- _Trecho do documento_
***

Quando os cães voam

O base jumper norte-americano DEAN POTTER vem mais uma vez causando admiração e polêmica desde que seu mais novo filme, “When Dogs Fly”, foi lançado em maio. Ele nos enviou um texto para lá de especial sobre um dos saltos mais marcantes que já fez junto de sua cachorrinha Whisper, que protagoniza com ele o documentário



JERÔNIMO: Whisper, a cachorra de Dean, durante voo de wingsuit (FOTO: Arquivo Pessoal)

ESTAMOS DE PÉ NA BEIRADA do topo da face norte do Monte Eiger, montanha de 3.970 metros das mais renomadas dos Alpes suíços, e observamos nuvens encaracolando-se no céu, como a espuminha de leite sobre o café. Respirações rítmicas de Whisper, minha cachorra da raça mini-cattledog, ressoam atrás de mim. Suaves respiros se transformam em tímidos ronronados; seu corpo relaxa e se acomoda dentro de minha mochila de base jump, que dá segurança a nós e nos une como se fôssemos um só corpo. Meus dedos correm sobre a fita da cadeirinha peitoral, depois se dirigem para as costas e ajustam milimetricamente o sistema de liberação de nosso pára-quedas, antes de se esticarem um pouco mais para acariciar a cabeça da Miss Whisp.

***

- _Registros de dados_
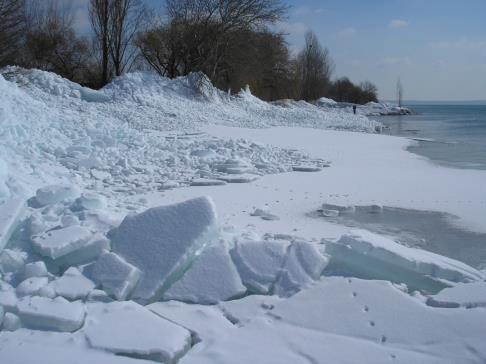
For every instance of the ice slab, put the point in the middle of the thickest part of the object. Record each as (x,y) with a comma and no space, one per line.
(207,182)
(463,294)
(55,193)
(126,328)
(57,243)
(211,278)
(73,285)
(117,277)
(53,348)
(10,213)
(56,314)
(207,323)
(31,286)
(162,241)
(367,255)
(304,264)
(259,263)
(35,269)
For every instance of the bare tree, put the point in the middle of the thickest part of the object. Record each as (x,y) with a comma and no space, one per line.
(99,13)
(12,25)
(316,68)
(399,92)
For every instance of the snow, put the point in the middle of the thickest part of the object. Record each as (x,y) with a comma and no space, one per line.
(57,243)
(367,255)
(10,212)
(259,263)
(464,295)
(126,328)
(49,195)
(73,285)
(117,277)
(162,241)
(56,314)
(104,194)
(211,278)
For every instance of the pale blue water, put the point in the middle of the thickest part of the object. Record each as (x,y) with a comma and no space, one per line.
(458,133)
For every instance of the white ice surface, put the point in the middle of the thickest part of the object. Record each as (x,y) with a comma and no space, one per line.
(211,278)
(162,240)
(130,329)
(117,277)
(56,314)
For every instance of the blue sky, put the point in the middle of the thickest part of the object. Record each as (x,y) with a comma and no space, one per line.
(436,47)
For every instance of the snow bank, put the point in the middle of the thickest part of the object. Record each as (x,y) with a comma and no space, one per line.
(162,241)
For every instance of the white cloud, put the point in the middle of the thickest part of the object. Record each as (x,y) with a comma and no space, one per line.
(347,32)
(296,28)
(398,23)
(460,44)
(394,61)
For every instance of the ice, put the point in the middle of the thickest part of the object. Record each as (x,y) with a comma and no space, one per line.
(10,213)
(73,285)
(11,322)
(207,323)
(55,193)
(8,298)
(35,347)
(11,260)
(89,252)
(463,294)
(211,278)
(162,241)
(35,269)
(259,263)
(117,277)
(207,182)
(367,255)
(126,328)
(57,243)
(56,314)
(31,286)
(304,265)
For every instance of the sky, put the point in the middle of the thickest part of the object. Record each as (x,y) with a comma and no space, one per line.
(436,47)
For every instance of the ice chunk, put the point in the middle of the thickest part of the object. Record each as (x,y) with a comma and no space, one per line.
(10,213)
(87,253)
(161,242)
(207,323)
(126,328)
(56,243)
(72,285)
(11,322)
(55,193)
(35,269)
(117,277)
(12,260)
(367,255)
(304,264)
(8,298)
(463,294)
(31,286)
(207,182)
(56,314)
(211,278)
(259,263)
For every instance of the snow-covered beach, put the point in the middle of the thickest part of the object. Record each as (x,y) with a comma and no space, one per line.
(112,254)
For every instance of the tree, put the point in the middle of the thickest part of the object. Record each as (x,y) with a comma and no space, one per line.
(399,92)
(12,26)
(316,68)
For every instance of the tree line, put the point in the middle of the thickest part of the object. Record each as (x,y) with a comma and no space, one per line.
(233,42)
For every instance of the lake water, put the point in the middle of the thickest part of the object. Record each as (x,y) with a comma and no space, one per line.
(456,134)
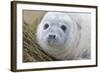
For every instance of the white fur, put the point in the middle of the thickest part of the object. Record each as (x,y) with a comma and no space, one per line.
(74,43)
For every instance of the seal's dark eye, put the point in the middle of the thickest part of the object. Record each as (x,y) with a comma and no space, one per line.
(63,27)
(46,26)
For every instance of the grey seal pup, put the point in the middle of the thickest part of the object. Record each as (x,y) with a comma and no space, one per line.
(65,36)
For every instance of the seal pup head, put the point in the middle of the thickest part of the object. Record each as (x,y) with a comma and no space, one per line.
(55,32)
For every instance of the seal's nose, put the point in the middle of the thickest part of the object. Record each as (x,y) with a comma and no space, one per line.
(52,36)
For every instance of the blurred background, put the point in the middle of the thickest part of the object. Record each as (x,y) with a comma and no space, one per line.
(31,50)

***

- _Exercício A_
Responda, com base no texto sobre Dean Potter e a cachorra Whisper:
(i) Em que mês foi lançado o filme "When Dogs Fly"?
(ii) Qual é a altitude do Monte Eiger?
(iii) De que raça é Whisper?
- _Exercício B_
Extraia dos registros todas as linhas em que aparece a palavra "pale".
O texto e os registros foram tirados de fontes distintas.

- _Resposta escrita A_
(i) Em maio.
(ii) 3.970 metros.
(iii) Mini-cattledog.

- _Resposta escrita B_
For every instance of the pale blue water, put the point in the middle of the thickest part of the object. Record each as (x,y) with a comma and no space, one per line.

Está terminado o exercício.